====== Text passage
You now have everything you need for manual operation of the cluster.
Test the load-balanced set
Tests can be performed from an outside machine by using any MySQL client, or by using certain applications, like phpMyAdmin running as an Azure website. In this case, you used MySQL's command-line tool on another Linux box:
mysql azureha –u root –h hadb.cloudapp.net –e "select * from things;"
Manually failing over
You can simulate failovers by shutting down MySQL, switching DRBD's primary, and starting MySQL again.
To perform this task, run the following code on hadb01:
service mysql stop && umount /var/lib/mysql ; drbdadm secondary r0
Then, on hadb02:
drbdadm primary r0 ; mount /dev/drbd1 /var/lib/mysql && service mysql start
After you fail over manually, you can repeat your remote query and it should work perfectly.
Set up Corosync
Corosync is the underlying cluster infrastructure required for Pacemaker to work. For Heartbeat (and other methodologies like Ultramonkey), Corosync is a split of the CRM functionalities, while Pacemaker remains more similar to Heartbeat in functionality.
============
====== Supplied information
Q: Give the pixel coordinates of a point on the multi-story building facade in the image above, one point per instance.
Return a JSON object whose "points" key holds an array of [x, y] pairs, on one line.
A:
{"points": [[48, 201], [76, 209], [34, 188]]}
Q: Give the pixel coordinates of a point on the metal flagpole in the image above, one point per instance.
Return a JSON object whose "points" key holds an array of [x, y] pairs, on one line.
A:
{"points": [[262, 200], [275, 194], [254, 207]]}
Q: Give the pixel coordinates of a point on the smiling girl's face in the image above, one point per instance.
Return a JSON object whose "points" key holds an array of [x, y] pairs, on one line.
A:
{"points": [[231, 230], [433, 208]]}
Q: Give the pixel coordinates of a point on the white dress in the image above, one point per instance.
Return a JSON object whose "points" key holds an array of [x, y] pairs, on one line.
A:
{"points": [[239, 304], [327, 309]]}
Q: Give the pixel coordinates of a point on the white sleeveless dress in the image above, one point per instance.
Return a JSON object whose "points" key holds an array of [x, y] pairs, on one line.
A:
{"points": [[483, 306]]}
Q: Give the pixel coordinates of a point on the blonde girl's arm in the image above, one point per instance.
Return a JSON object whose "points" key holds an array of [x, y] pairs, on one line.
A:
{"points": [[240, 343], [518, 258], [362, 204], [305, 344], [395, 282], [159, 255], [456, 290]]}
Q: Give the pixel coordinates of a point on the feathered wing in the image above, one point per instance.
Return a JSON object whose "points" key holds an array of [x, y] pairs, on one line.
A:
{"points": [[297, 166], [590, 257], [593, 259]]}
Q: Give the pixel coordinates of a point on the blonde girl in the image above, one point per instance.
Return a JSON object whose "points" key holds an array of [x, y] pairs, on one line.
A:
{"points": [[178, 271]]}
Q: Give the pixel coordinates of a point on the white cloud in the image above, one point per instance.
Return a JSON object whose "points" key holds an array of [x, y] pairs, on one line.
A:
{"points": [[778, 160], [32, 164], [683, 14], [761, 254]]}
============
Answer these about the MySQL failover text:
(a) Which three steps does it give for simulating a failover?
(b) On which machine is "drbdadm primary r0" run?
(c) For which software is Corosync the underlying cluster infrastructure?
The data isn't needed here.

Solution to this exercise —
(a) Shutting down MySQL, switching DRBD's primary, and starting MySQL again.
(b) hadb02.
(c) Pacemaker.